PROBLEM TO SOLVE: Among the records below, find each line bearing the word "woman" and copy it.

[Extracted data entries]

....

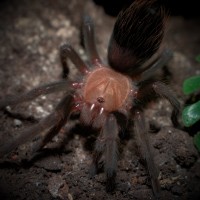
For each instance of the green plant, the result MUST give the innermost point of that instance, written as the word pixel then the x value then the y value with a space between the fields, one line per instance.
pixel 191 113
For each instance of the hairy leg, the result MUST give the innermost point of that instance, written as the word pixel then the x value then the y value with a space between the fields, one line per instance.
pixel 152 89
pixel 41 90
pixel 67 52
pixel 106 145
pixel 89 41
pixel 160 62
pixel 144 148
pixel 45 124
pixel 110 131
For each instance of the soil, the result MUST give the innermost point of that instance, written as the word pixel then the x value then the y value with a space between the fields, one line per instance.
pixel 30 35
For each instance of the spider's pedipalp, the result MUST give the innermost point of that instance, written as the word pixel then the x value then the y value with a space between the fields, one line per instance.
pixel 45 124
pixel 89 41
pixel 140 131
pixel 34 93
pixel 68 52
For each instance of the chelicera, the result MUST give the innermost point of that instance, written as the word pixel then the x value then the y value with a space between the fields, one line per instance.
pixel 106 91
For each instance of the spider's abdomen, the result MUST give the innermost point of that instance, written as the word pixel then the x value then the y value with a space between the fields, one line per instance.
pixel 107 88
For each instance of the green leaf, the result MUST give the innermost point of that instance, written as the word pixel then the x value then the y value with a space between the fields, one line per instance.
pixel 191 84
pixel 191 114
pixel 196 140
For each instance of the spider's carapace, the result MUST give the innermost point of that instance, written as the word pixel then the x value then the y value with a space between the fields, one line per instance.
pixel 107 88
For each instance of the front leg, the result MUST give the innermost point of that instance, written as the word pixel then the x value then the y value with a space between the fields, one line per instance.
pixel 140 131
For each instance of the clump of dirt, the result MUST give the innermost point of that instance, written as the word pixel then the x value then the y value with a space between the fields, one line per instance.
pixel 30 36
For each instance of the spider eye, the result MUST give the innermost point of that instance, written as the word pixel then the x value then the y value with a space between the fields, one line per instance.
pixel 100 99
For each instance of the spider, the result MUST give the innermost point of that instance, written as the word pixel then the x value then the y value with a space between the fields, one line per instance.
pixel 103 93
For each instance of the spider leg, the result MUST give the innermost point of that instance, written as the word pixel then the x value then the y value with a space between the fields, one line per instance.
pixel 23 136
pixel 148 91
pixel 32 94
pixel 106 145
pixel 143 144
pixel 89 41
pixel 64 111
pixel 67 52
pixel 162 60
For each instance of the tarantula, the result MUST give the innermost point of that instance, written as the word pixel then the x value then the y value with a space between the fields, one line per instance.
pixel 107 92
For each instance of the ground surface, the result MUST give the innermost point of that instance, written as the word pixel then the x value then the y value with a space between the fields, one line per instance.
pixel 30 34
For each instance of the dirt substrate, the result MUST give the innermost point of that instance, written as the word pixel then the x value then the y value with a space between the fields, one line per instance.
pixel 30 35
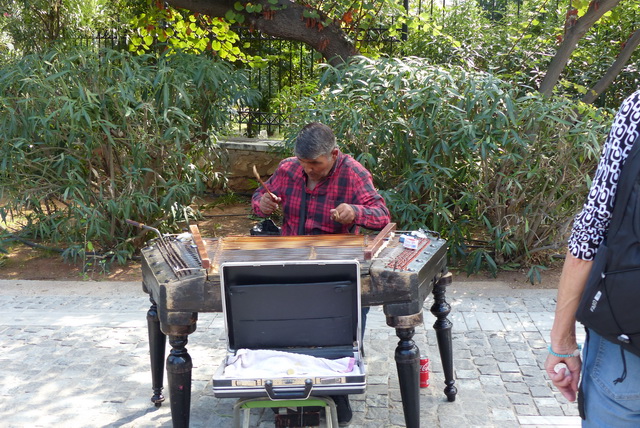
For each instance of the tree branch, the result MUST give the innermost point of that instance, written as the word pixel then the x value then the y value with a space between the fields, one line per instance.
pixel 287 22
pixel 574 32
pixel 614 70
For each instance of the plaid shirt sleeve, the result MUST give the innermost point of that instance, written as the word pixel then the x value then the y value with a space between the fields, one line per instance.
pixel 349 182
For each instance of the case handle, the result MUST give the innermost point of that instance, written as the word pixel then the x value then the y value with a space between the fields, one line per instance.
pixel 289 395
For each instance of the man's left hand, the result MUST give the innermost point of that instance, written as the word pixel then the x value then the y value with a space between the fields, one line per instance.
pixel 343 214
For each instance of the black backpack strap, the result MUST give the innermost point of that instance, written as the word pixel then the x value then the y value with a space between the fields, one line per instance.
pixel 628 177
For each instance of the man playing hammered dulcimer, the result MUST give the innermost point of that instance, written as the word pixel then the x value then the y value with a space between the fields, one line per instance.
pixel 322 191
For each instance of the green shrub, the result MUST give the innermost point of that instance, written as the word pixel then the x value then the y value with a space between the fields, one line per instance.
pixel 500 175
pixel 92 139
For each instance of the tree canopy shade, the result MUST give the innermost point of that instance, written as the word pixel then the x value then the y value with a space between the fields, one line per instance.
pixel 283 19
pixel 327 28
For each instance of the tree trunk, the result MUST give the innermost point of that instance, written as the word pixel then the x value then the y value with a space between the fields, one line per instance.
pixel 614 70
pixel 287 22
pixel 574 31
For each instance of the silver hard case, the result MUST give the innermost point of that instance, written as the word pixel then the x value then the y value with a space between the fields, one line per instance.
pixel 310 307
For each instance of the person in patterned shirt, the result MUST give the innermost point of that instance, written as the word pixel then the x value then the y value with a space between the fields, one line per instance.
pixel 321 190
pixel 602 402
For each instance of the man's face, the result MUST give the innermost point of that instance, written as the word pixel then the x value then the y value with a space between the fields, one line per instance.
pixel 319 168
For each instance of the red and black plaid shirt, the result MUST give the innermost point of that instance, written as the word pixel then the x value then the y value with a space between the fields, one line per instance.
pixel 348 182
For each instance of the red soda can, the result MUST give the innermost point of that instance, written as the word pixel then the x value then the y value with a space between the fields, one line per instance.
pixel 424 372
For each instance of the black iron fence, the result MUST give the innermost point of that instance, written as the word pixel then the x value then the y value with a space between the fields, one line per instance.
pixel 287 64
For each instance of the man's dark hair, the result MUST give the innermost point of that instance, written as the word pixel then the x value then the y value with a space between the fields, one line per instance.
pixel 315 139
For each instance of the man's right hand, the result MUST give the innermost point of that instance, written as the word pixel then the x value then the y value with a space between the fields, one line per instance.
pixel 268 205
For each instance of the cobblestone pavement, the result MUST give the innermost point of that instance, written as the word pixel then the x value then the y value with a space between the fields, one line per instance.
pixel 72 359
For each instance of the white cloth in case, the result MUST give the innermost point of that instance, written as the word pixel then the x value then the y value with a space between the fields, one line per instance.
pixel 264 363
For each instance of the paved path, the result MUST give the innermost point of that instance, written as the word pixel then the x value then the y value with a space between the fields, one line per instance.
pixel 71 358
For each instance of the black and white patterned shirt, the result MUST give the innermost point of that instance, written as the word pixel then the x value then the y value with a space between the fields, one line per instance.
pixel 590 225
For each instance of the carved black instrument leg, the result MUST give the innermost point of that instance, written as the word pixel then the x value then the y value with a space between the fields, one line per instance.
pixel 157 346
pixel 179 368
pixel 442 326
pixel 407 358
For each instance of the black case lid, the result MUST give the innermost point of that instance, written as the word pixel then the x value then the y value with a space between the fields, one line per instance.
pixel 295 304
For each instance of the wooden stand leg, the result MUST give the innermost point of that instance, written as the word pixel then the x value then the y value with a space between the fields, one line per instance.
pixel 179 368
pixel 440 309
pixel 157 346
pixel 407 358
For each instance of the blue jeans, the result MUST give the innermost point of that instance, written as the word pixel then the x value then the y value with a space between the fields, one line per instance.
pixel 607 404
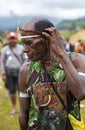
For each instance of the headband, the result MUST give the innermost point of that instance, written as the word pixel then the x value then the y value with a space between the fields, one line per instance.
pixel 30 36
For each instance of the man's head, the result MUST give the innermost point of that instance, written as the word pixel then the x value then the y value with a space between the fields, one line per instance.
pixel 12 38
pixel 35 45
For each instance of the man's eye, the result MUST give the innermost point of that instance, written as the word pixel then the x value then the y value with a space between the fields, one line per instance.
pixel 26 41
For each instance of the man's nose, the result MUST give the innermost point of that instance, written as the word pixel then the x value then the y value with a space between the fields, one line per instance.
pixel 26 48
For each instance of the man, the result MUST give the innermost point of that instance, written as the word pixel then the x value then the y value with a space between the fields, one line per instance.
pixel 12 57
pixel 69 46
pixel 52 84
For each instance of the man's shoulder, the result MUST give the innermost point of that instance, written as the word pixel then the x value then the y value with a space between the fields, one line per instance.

....

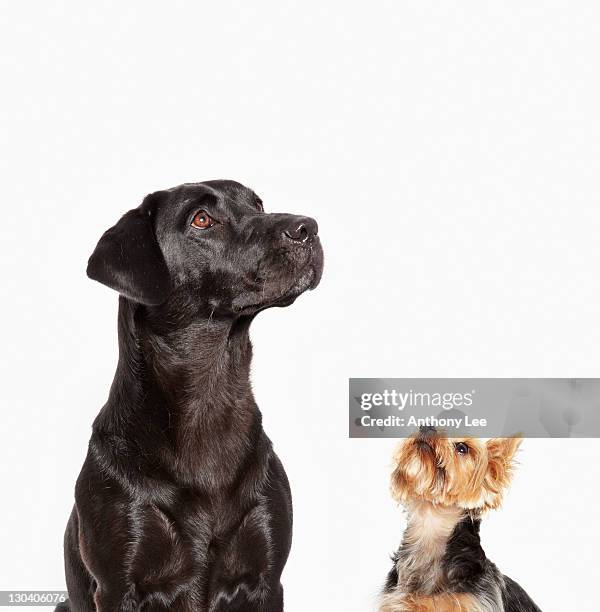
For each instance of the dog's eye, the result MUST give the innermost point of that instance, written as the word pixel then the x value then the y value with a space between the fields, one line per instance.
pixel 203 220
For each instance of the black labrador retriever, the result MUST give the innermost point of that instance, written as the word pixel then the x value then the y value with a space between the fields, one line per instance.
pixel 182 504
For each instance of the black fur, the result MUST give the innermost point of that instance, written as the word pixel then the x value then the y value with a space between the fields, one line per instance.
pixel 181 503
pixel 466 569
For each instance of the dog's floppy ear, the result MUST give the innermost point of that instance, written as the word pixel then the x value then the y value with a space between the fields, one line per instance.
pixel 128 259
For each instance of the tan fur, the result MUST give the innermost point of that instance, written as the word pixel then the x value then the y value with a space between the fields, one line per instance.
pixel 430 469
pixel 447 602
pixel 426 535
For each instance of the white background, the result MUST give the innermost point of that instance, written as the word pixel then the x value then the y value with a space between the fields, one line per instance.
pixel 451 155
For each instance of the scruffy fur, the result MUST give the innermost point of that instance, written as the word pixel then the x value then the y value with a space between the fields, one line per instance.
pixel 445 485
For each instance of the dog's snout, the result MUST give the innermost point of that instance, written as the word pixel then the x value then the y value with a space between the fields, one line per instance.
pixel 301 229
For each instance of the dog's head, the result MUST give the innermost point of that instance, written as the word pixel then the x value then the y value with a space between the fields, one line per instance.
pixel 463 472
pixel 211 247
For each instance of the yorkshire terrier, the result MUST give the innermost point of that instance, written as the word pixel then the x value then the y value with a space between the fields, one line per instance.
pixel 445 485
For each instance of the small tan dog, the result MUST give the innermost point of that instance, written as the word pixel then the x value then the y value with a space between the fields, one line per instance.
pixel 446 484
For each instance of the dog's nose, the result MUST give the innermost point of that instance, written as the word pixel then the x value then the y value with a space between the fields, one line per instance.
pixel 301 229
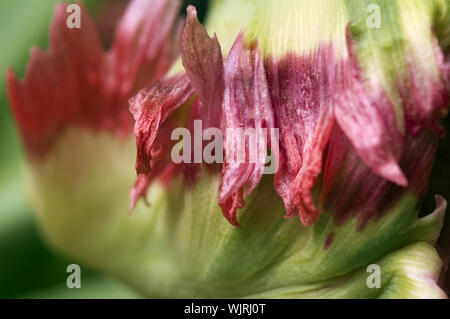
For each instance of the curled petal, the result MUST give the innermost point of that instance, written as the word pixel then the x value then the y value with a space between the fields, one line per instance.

....

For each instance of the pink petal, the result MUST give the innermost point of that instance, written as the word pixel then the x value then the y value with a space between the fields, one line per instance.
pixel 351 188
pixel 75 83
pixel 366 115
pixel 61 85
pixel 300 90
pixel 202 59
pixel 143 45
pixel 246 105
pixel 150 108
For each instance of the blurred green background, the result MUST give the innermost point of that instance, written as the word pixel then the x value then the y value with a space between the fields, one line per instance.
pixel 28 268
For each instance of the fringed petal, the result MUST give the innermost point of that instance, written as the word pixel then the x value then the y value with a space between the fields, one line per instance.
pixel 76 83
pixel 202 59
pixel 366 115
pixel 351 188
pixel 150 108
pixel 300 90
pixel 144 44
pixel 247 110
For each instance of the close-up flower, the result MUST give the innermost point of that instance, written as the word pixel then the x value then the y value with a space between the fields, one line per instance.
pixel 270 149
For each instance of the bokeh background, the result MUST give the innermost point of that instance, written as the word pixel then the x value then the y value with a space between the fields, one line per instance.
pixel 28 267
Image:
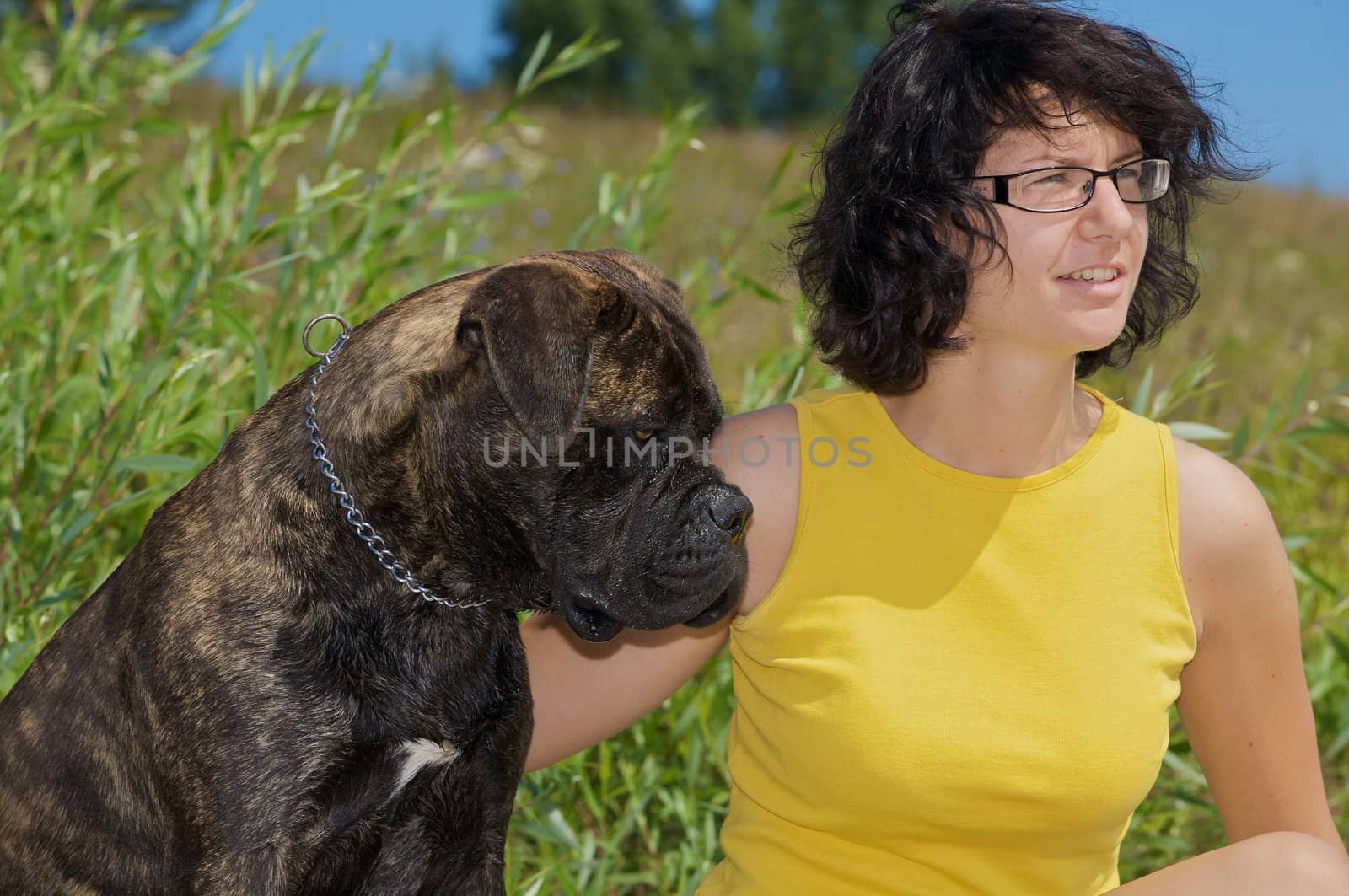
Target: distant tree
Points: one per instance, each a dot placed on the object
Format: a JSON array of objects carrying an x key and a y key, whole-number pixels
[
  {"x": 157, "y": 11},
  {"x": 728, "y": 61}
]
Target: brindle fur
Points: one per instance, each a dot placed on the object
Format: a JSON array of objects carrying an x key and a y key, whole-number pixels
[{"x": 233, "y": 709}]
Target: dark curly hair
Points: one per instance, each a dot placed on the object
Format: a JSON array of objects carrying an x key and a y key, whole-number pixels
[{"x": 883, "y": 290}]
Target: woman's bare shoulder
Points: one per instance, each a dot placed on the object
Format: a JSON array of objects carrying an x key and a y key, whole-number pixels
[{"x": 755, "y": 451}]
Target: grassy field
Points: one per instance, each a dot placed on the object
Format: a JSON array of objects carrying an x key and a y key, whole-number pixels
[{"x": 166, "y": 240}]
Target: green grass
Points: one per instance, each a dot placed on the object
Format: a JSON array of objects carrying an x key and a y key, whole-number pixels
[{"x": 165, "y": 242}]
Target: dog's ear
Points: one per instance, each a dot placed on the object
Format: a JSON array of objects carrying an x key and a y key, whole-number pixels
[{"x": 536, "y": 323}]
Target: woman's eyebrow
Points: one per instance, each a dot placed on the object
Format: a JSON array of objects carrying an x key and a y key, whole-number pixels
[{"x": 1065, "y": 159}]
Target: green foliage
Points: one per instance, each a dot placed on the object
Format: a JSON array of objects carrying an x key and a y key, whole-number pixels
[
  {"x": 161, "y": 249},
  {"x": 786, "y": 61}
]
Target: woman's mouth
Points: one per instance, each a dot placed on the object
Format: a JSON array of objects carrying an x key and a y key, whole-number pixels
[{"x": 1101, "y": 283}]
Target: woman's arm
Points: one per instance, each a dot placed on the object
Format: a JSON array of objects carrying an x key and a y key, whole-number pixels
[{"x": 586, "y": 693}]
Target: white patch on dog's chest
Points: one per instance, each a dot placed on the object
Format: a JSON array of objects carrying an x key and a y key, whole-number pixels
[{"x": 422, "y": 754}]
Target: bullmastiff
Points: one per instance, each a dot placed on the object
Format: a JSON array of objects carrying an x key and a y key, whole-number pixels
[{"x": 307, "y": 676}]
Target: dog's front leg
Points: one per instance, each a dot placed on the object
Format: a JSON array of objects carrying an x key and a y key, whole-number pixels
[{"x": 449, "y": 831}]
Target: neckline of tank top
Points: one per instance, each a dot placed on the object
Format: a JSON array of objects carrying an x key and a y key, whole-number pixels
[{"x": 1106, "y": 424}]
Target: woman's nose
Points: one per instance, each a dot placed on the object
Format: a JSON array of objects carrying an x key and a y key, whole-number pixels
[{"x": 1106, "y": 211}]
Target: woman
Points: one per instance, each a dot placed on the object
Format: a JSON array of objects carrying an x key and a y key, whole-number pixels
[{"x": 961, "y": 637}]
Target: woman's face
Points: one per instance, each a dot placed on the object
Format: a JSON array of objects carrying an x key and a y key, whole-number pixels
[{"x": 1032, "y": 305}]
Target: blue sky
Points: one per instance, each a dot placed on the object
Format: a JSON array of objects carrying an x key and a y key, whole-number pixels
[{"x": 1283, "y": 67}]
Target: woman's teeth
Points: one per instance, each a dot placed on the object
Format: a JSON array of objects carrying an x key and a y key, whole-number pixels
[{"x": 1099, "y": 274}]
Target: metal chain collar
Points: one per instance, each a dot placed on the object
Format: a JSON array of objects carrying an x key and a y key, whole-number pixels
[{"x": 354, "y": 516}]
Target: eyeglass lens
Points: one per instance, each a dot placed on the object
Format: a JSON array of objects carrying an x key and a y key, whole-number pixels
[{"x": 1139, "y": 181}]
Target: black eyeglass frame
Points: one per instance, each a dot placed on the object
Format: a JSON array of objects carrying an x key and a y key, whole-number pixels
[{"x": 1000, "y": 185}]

....

RESULT OF THIS TASK:
Target: woman's bare shoulder
Target: woman's eyebrow
Target: woman's mouth
Target: woman's arm
Target: woman's nose
Target: woman
Target: woman's face
Target: woman's teeth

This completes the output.